[RFC Patch 0/7] kernel: Introduce multikernel architecture support
Stefan Hajnoczi
stefanha at redhat.com
Mon Sep 29 08:11:49 PDT 2025
On Sat, Sep 27, 2025 at 12:42:23PM -0700, Cong Wang wrote:
> On Wed, Sep 24, 2025 at 12:03 PM Stefan Hajnoczi <stefanha at redhat.com> wrote:
> >
> > Thanks, that gives a nice overview!
> >
> > I/O Resource Allocation part will be interesting. Restructuring existing
> > device drivers to allow spawned kernels to use specific hardware queues
> > could be a lot of work and very device-specific. I guess a small set of
> > devices can be supported initially and then it can grow over time.
>
> My idea is to leverage existing technologies like XDP, which
> offers huge benefits here:
>
> 1) It is based on shared memory (although it is virtual)
>
> 2) Its API's are user-space API's, which is even stronger for
> kernel-to-kernel sharing, this possibly avoids re-inventing
> another protocol.
>
> 3) It provides eBPF.

Raw data.
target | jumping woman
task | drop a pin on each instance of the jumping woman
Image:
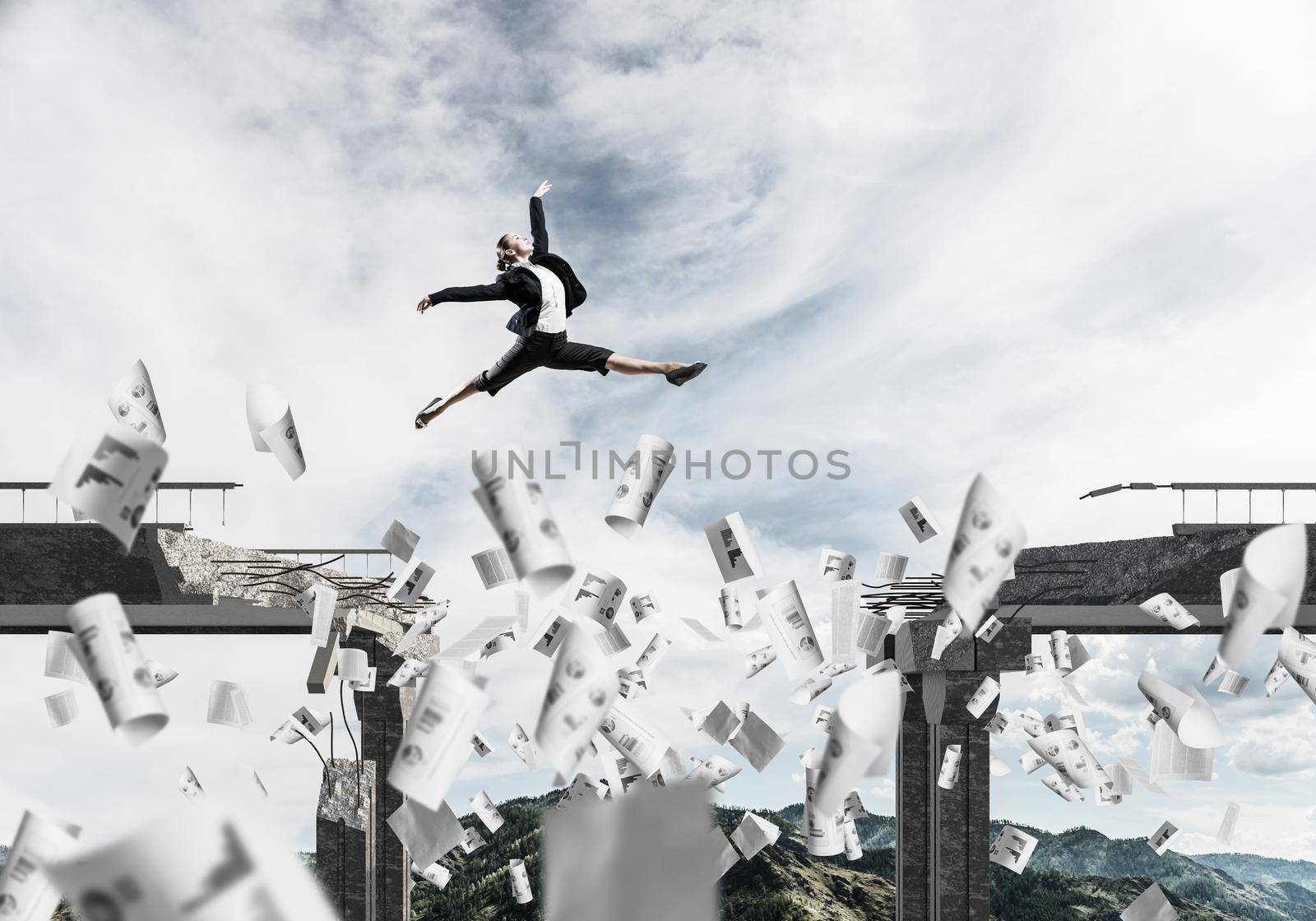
(546, 293)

Exercise task A. In the kernel mailing-list message, which existing technology does Cong Wang propose to leverage?
Exercise task B. Reproduce the part of the kernel mailing-list message that starts with the words containing "[RFC Patch 0/7]" and ends with "grow over time.".

Solution A. XDP

Solution B.
[RFC Patch 0/7] kernel: Introduce multikernel architecture support
Stefan Hajnoczi
stefanha at redhat.com
Mon Sep 29 08:11:49 PDT 2025
On Sat, Sep 27, 2025 at 12:42:23PM -0700, Cong Wang wrote:
> On Wed, Sep 24, 2025 at 12:03 PM Stefan Hajnoczi <stefanha at redhat.com> wrote:
> >
> > Thanks, that gives a nice overview!
> >
> > I/O Resource Allocation part will be interesting. Restructuring existing
> > device drivers to allow spawned kernels to use specific hardware queues
> > could be a lot of work and very device-specific. I guess a small set of
> > devices can be supported initially and then it can grow over time.